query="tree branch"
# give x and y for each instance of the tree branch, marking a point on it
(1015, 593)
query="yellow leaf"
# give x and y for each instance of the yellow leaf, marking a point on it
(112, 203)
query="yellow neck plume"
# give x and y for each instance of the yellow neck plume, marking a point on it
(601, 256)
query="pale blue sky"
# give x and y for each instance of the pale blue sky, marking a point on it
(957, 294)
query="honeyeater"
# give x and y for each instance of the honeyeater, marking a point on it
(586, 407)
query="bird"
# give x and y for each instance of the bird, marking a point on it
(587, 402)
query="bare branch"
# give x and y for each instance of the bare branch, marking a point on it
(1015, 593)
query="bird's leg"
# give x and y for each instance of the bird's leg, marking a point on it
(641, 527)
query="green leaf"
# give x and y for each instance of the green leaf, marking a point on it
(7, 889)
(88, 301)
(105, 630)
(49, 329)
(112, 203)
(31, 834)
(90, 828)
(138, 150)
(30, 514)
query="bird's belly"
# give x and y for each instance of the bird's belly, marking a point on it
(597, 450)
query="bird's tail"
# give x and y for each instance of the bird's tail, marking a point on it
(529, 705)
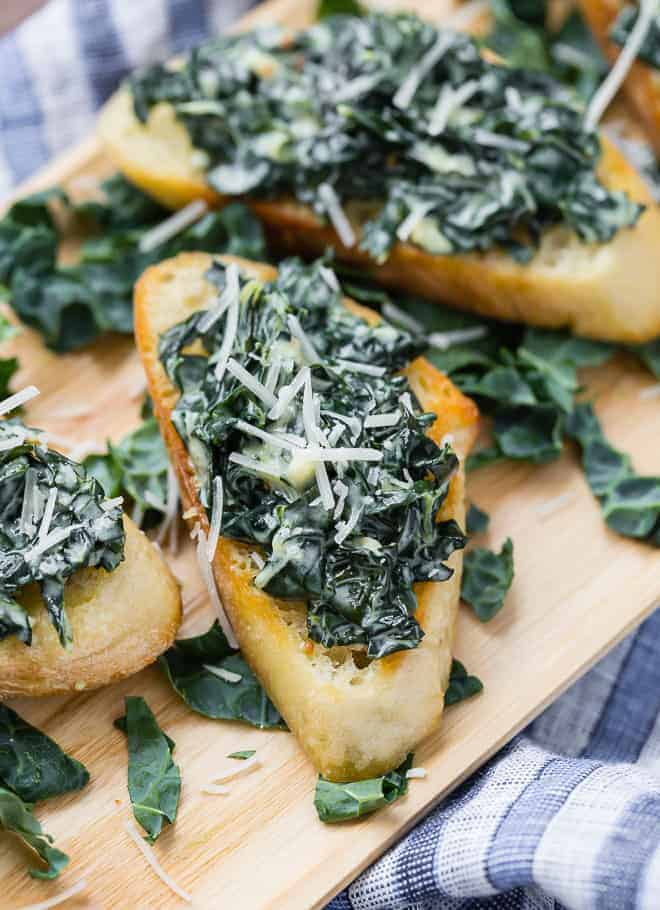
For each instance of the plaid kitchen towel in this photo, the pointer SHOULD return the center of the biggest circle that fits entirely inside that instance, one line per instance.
(566, 816)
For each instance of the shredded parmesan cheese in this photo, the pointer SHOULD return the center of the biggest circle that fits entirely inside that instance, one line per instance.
(173, 225)
(221, 673)
(216, 518)
(369, 369)
(15, 401)
(390, 419)
(337, 215)
(214, 790)
(553, 505)
(288, 392)
(209, 581)
(237, 769)
(609, 87)
(416, 773)
(230, 327)
(150, 857)
(406, 91)
(444, 340)
(250, 382)
(59, 898)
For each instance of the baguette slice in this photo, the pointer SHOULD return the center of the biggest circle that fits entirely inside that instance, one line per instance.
(353, 721)
(642, 85)
(121, 621)
(607, 291)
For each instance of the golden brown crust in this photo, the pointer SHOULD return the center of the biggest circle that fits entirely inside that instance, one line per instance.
(352, 721)
(604, 291)
(642, 85)
(121, 622)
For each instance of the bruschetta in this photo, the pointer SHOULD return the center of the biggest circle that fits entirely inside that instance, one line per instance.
(355, 716)
(590, 265)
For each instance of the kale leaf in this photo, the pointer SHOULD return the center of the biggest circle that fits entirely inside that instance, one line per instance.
(354, 563)
(135, 468)
(520, 34)
(154, 781)
(54, 520)
(192, 665)
(623, 25)
(630, 503)
(70, 305)
(487, 577)
(343, 802)
(17, 818)
(477, 520)
(445, 149)
(32, 764)
(8, 365)
(461, 684)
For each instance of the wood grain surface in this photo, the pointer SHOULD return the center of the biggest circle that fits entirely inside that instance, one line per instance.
(578, 590)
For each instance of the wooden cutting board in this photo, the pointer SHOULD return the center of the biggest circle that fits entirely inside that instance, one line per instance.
(578, 590)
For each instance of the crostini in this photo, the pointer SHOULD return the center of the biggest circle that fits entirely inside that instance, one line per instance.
(85, 598)
(358, 687)
(496, 197)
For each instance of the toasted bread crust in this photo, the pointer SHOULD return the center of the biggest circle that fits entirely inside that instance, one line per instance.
(121, 621)
(604, 291)
(353, 722)
(642, 85)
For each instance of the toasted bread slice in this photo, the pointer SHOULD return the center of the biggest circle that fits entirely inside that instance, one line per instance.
(607, 291)
(353, 720)
(121, 621)
(642, 85)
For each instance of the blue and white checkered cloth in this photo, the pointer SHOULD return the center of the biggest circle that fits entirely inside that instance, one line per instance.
(566, 816)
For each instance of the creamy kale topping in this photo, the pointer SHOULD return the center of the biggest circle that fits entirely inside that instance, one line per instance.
(438, 146)
(54, 520)
(309, 443)
(649, 52)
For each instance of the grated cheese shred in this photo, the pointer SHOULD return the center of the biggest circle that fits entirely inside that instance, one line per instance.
(150, 857)
(173, 225)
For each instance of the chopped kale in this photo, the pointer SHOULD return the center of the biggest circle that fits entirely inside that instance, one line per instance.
(487, 577)
(461, 684)
(630, 503)
(521, 36)
(54, 520)
(343, 802)
(70, 305)
(354, 560)
(477, 520)
(17, 818)
(32, 764)
(8, 365)
(192, 666)
(438, 145)
(135, 468)
(623, 26)
(154, 781)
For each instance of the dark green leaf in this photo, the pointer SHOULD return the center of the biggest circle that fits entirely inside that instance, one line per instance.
============
> [Given request]
Reproduce the material in its entirety and word for word, without the pictures.

> [Result below]
query="tree branch"
# give x and y for each instance of the tree branch, marking a point on it
(1015, 593)
query="yellow leaf"
# give x and y for each instance of the yellow leaf, marking a point on it
(112, 203)
query="yellow neck plume"
# give x and y for each instance of the yellow neck plume, marking a point on it
(601, 256)
query="pale blue sky"
# give x and y for each instance of the pale blue sky, marking a point on it
(957, 294)
query="honeyeater"
# give x and y for each instance of the honeyeater, marking a point on it
(586, 407)
query="bird"
# give x and y for each instance of the bird, marking a point on it
(587, 402)
query="bare branch"
# give x and y for each instance of the bare branch, marking a point on it
(1015, 593)
query="bird's leg"
# give x and y for each instance of the bird's leg, marking a point on it
(641, 527)
query="green leaf"
# give x and y for each instance of the green leaf, marking a point on it
(7, 889)
(88, 301)
(105, 630)
(49, 329)
(112, 203)
(31, 834)
(90, 828)
(138, 150)
(30, 514)
query="bird's belly"
# give x and y for each instance of the bird's belly, marking a point on it
(597, 450)
query="bird's tail"
# give x and y for each instance of the bird's tail, marking a point on it
(529, 705)
For each instance of the plaid kitchen towel in this photo, the pointer SHOULD return the center of the biggest circle that fits entirely inside that instance, one line per instance.
(566, 816)
For each instance of the shredded parmesan cheese in this photo, the pointer SHOULD return the center of the biggest circle that fits entirely inside that instance, one line per instance.
(173, 225)
(221, 673)
(216, 518)
(369, 369)
(15, 401)
(390, 419)
(337, 215)
(214, 790)
(553, 505)
(288, 392)
(209, 581)
(237, 769)
(609, 87)
(416, 773)
(230, 327)
(150, 857)
(406, 91)
(444, 340)
(250, 382)
(59, 898)
For each instance of the baguette slice in this photo, the pointer SHOULD return the center of the biggest circle that fits entirely inside that instance, one line per instance.
(353, 721)
(642, 85)
(121, 621)
(607, 291)
For each instance of the golden brown crust in this photo, the pointer SHOULD return the center of the biggest circle that fits entirely inside that instance, one line per instance.
(352, 721)
(604, 291)
(642, 85)
(121, 622)
For each instance of the bruschetta in this photo, the pointer SHOULD return the center of the biggest circle that fits entirely inside that instance, one line per instance.
(355, 716)
(590, 265)
For each instance of the kale leaf in this photo, the pointer SHOULD return the center of the biggest circle that fits entirely inside that instance, one line per instance.
(354, 563)
(135, 468)
(520, 34)
(154, 781)
(54, 520)
(192, 665)
(623, 25)
(630, 503)
(70, 305)
(487, 577)
(343, 802)
(17, 818)
(477, 520)
(445, 149)
(32, 764)
(8, 365)
(461, 684)
For each instance of the wood grain surface in this photo, the pointer SHOULD return the center of the biggest circle that fits entirely inside that instance, one line per instance.
(578, 590)
For each instance of the wooden cutting board in this photo, the pointer SHOULD return the center of the biggest circle that fits entirely inside that instance, one line per instance.
(578, 590)
For each instance of the crostini in this photo, the pointer SHOULD return the center of the biggest circle that fits entirely inside that instance, one line per instance.
(85, 598)
(358, 687)
(496, 197)
For each instance of the toasted bread crust in this photo, the pointer SHOULD return the center of the biggest circle that fits entirely inside that instance, one line per instance.
(121, 621)
(604, 291)
(353, 722)
(642, 85)
For each instance of the toasted bread slice in this photo, the pointer SHOULD return the center of the biggest circle that fits entirely inside that instance, one line per instance.
(607, 291)
(353, 720)
(121, 621)
(642, 85)
For each instance of the blue and white checkered cloth in this photo, the pointer SHOULD return the center of the biggest circle that fits entirely inside that instance, one line per instance.
(566, 816)
For each instance of the creamy kale topping in this photo, the pointer SHOULD return the center of the biggest circle that fits entirely inside that instance, one line per instance.
(438, 146)
(54, 520)
(309, 443)
(649, 52)
For each instance of the grated cheese shred in this photo, the pointer SHOULD return the center of the biggest circle that fits entirely inside that instance, one line per instance.
(150, 857)
(173, 225)
For each instance of the chopped kale in this photo, the pointer SHOULD return the center of the biggest circle that fits entirely inside that instance, one line per instance.
(487, 577)
(461, 684)
(630, 503)
(521, 36)
(54, 520)
(343, 802)
(70, 305)
(354, 560)
(477, 520)
(17, 818)
(32, 764)
(8, 365)
(192, 666)
(438, 145)
(135, 468)
(623, 26)
(154, 781)
For each instance of the dark green leaf in this photo, the pointer SHOULD return the center of the biggest circle that fits entirely inside that instance, one line per instance.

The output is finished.